## INSTRUCTIONS FOR THE TASK
Could you print, exactly as they stand, the lines from the one holding "[locate] flowing water" to the end of the data below, and nothing more?

[[ DATASET CONTENT, beginning ]]

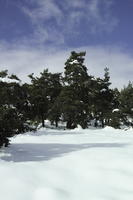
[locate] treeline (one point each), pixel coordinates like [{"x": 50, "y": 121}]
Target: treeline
[{"x": 74, "y": 97}]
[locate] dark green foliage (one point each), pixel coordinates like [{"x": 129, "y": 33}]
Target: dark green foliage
[
  {"x": 73, "y": 96},
  {"x": 44, "y": 91},
  {"x": 76, "y": 98},
  {"x": 12, "y": 117},
  {"x": 126, "y": 104}
]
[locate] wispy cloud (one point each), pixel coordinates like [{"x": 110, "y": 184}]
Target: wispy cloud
[
  {"x": 24, "y": 61},
  {"x": 54, "y": 21}
]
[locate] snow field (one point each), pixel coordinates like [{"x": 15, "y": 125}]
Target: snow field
[{"x": 73, "y": 165}]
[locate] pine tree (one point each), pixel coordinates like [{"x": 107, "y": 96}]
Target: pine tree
[
  {"x": 72, "y": 97},
  {"x": 12, "y": 119}
]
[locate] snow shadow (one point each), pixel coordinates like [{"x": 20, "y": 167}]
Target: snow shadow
[{"x": 43, "y": 152}]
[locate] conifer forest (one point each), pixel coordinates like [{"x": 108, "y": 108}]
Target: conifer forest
[{"x": 74, "y": 97}]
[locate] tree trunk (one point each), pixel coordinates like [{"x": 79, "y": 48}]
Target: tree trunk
[
  {"x": 69, "y": 124},
  {"x": 56, "y": 122}
]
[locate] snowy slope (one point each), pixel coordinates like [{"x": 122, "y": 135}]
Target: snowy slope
[{"x": 68, "y": 165}]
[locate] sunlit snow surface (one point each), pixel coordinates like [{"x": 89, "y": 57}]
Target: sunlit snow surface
[{"x": 68, "y": 165}]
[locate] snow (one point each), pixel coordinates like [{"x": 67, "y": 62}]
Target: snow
[
  {"x": 68, "y": 165},
  {"x": 116, "y": 110}
]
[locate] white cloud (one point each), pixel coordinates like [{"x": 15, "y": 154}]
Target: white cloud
[
  {"x": 68, "y": 16},
  {"x": 24, "y": 61}
]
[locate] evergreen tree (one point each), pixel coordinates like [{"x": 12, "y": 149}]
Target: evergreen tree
[
  {"x": 72, "y": 97},
  {"x": 126, "y": 104},
  {"x": 12, "y": 119}
]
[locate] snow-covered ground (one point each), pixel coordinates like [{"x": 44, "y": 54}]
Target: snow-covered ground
[{"x": 68, "y": 165}]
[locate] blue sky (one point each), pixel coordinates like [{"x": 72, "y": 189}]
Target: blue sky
[{"x": 41, "y": 33}]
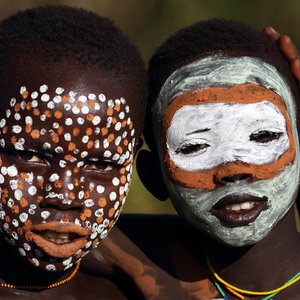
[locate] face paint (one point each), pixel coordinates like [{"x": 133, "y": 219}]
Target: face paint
[
  {"x": 66, "y": 164},
  {"x": 218, "y": 130}
]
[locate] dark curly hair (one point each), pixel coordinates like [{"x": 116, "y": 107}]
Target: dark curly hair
[
  {"x": 206, "y": 38},
  {"x": 55, "y": 33}
]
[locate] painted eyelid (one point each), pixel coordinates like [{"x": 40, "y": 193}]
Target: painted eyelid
[
  {"x": 278, "y": 134},
  {"x": 187, "y": 144}
]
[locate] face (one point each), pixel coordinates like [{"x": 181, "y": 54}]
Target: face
[
  {"x": 230, "y": 159},
  {"x": 66, "y": 163}
]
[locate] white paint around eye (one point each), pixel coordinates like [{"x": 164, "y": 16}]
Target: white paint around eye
[
  {"x": 194, "y": 205},
  {"x": 228, "y": 138}
]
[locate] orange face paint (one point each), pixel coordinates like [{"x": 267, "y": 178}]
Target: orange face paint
[{"x": 243, "y": 94}]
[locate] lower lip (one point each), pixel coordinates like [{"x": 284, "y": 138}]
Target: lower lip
[
  {"x": 57, "y": 250},
  {"x": 243, "y": 217}
]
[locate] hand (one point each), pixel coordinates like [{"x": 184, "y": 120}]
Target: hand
[{"x": 287, "y": 48}]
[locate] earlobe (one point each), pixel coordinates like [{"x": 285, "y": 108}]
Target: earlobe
[{"x": 149, "y": 172}]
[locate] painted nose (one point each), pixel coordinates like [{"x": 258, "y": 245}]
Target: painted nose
[{"x": 61, "y": 194}]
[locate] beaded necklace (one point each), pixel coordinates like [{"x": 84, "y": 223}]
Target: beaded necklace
[
  {"x": 236, "y": 291},
  {"x": 42, "y": 287}
]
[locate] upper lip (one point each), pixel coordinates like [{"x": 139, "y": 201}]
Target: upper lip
[
  {"x": 235, "y": 199},
  {"x": 35, "y": 233},
  {"x": 239, "y": 217}
]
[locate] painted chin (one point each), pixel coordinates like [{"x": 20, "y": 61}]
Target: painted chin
[
  {"x": 57, "y": 240},
  {"x": 239, "y": 210}
]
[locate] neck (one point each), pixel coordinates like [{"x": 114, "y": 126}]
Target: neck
[
  {"x": 263, "y": 266},
  {"x": 13, "y": 270}
]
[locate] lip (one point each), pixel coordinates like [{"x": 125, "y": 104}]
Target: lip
[
  {"x": 235, "y": 218},
  {"x": 35, "y": 234}
]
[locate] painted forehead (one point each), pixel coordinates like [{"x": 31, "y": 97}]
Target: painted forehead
[
  {"x": 91, "y": 121},
  {"x": 218, "y": 71}
]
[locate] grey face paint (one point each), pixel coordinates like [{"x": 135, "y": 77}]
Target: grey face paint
[{"x": 195, "y": 204}]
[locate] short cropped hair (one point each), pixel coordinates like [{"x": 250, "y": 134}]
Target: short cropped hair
[
  {"x": 54, "y": 33},
  {"x": 207, "y": 38}
]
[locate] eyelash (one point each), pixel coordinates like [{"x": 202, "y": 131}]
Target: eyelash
[{"x": 265, "y": 136}]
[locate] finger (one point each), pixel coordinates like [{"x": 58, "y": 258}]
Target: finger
[
  {"x": 287, "y": 47},
  {"x": 271, "y": 32},
  {"x": 295, "y": 67}
]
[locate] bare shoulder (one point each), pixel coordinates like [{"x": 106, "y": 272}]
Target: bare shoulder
[{"x": 82, "y": 287}]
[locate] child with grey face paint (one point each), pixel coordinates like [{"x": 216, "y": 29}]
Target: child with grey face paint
[
  {"x": 222, "y": 130},
  {"x": 68, "y": 135}
]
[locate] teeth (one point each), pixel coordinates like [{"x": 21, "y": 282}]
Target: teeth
[
  {"x": 57, "y": 237},
  {"x": 240, "y": 206}
]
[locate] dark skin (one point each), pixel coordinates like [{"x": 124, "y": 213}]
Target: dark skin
[
  {"x": 176, "y": 264},
  {"x": 83, "y": 80}
]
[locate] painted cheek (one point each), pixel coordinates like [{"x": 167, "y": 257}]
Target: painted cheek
[{"x": 102, "y": 199}]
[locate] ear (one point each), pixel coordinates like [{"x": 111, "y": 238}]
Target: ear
[{"x": 149, "y": 171}]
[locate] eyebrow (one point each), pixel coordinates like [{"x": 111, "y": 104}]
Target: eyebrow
[{"x": 198, "y": 131}]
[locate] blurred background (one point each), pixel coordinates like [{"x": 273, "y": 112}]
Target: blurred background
[{"x": 148, "y": 23}]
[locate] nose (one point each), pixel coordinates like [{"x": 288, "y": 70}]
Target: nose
[
  {"x": 61, "y": 193},
  {"x": 58, "y": 204}
]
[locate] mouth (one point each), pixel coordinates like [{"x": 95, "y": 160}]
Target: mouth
[
  {"x": 239, "y": 210},
  {"x": 57, "y": 239}
]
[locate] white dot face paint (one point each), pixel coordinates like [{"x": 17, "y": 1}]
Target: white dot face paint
[
  {"x": 229, "y": 146},
  {"x": 58, "y": 168}
]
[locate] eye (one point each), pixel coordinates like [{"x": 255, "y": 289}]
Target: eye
[
  {"x": 265, "y": 136},
  {"x": 192, "y": 148},
  {"x": 31, "y": 157},
  {"x": 101, "y": 166}
]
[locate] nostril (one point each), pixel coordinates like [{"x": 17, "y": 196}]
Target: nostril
[
  {"x": 227, "y": 179},
  {"x": 246, "y": 177}
]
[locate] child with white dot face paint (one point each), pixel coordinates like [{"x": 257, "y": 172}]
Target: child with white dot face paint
[{"x": 67, "y": 141}]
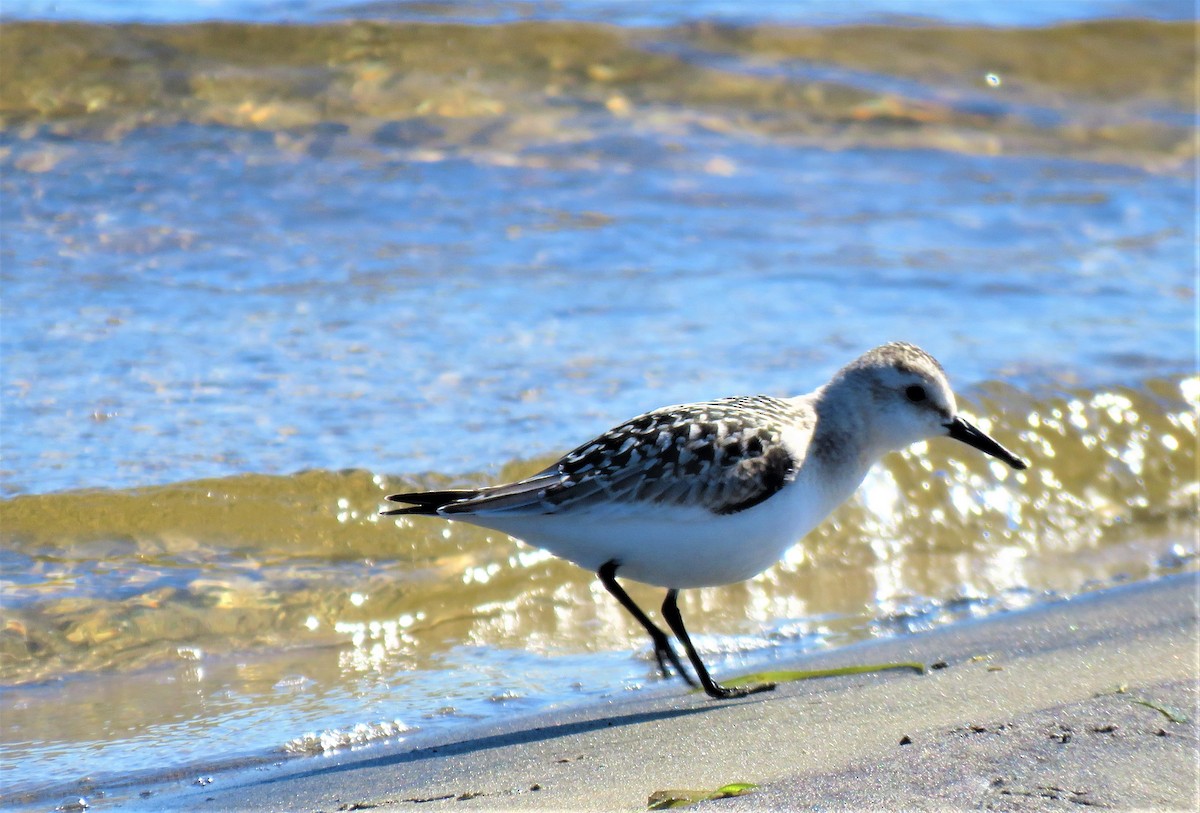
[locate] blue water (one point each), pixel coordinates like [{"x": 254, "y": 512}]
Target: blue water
[
  {"x": 195, "y": 301},
  {"x": 192, "y": 300},
  {"x": 625, "y": 12}
]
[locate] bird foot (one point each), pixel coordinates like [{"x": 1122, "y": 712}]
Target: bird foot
[{"x": 724, "y": 692}]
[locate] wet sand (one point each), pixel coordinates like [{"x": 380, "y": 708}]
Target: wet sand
[{"x": 1090, "y": 702}]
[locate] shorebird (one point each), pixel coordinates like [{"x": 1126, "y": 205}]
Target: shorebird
[{"x": 715, "y": 492}]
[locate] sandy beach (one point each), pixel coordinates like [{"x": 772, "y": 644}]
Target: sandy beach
[{"x": 1089, "y": 702}]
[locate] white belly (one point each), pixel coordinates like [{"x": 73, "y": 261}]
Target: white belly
[{"x": 675, "y": 546}]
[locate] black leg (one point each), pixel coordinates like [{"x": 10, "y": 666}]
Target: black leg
[
  {"x": 671, "y": 613},
  {"x": 663, "y": 650}
]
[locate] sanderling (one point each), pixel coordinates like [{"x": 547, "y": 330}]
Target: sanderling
[{"x": 715, "y": 492}]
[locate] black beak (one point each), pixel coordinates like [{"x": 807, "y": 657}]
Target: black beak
[{"x": 964, "y": 431}]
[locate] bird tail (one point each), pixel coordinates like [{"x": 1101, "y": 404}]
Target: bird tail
[{"x": 426, "y": 504}]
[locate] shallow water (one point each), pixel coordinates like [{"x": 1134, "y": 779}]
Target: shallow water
[{"x": 257, "y": 277}]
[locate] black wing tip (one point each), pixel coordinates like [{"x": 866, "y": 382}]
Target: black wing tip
[
  {"x": 425, "y": 504},
  {"x": 417, "y": 510}
]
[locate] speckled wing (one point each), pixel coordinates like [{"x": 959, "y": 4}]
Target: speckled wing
[{"x": 725, "y": 456}]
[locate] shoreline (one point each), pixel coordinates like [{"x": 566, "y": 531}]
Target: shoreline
[{"x": 1090, "y": 700}]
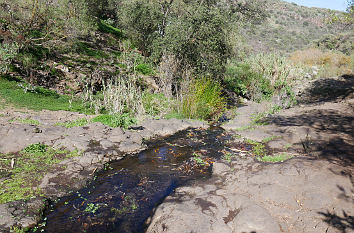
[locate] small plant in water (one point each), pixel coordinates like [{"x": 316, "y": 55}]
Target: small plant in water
[
  {"x": 198, "y": 159},
  {"x": 91, "y": 208},
  {"x": 228, "y": 156},
  {"x": 275, "y": 159},
  {"x": 36, "y": 148}
]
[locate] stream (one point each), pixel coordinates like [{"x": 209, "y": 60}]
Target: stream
[{"x": 124, "y": 194}]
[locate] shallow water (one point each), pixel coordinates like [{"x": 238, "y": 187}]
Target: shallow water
[{"x": 124, "y": 195}]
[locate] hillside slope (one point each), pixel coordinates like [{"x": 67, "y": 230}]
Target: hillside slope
[{"x": 290, "y": 27}]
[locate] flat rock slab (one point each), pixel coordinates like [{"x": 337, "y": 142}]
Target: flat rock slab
[
  {"x": 97, "y": 143},
  {"x": 299, "y": 195}
]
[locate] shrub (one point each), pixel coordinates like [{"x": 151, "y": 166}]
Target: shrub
[
  {"x": 7, "y": 53},
  {"x": 203, "y": 100},
  {"x": 330, "y": 63},
  {"x": 144, "y": 69},
  {"x": 155, "y": 104},
  {"x": 262, "y": 76},
  {"x": 243, "y": 81}
]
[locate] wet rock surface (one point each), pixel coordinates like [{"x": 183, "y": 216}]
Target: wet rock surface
[
  {"x": 300, "y": 195},
  {"x": 312, "y": 192},
  {"x": 97, "y": 143}
]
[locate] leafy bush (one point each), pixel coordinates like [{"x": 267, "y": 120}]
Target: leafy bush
[
  {"x": 75, "y": 123},
  {"x": 262, "y": 76},
  {"x": 243, "y": 81},
  {"x": 7, "y": 53},
  {"x": 124, "y": 120},
  {"x": 22, "y": 95},
  {"x": 204, "y": 100},
  {"x": 36, "y": 148},
  {"x": 330, "y": 63},
  {"x": 103, "y": 26},
  {"x": 155, "y": 104},
  {"x": 144, "y": 69}
]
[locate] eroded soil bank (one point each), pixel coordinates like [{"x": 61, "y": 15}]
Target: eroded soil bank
[
  {"x": 312, "y": 192},
  {"x": 96, "y": 144}
]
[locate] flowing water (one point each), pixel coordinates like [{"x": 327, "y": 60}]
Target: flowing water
[{"x": 123, "y": 196}]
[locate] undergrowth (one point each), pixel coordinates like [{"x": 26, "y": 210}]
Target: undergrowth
[
  {"x": 204, "y": 100},
  {"x": 20, "y": 94},
  {"x": 23, "y": 171}
]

[[ DATASET CONTENT, end ]]

## EXPECTED OUTPUT
[locate] flowing water (one point each), pixel coordinates like [{"x": 327, "y": 60}]
Target: flowing water
[{"x": 123, "y": 196}]
[locate] undergrowth (one point each), pixel coordinates like [{"x": 26, "y": 210}]
Target: undergrowth
[
  {"x": 204, "y": 100},
  {"x": 20, "y": 94},
  {"x": 23, "y": 171}
]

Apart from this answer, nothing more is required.